* WRITTEN EXERCISE *
Scale the lines below by copying every one of them, requests included, and multiplying each coordinate in the point answers by 1.5, rounding to whole numbers with halves going up. Keep the numbers in the requests and their format sample as they are.
— START OF RECORDS PROVIDED —
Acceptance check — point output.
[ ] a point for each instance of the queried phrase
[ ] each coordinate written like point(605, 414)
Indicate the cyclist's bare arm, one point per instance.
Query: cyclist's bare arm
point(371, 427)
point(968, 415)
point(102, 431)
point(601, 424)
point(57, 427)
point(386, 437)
— END OF RECORDS PROVIDED —
* SOLUTION TO THE PROBLEM *
Acceptance check — point output.
[ ] a point for each instance of the queried phrase
[ ] each coordinate written like point(605, 414)
Indicate the cyclist's bare arm, one point per instance.
Query: cyclist's bare arm
point(557, 641)
point(1452, 623)
point(153, 647)
point(902, 636)
point(86, 641)
point(579, 656)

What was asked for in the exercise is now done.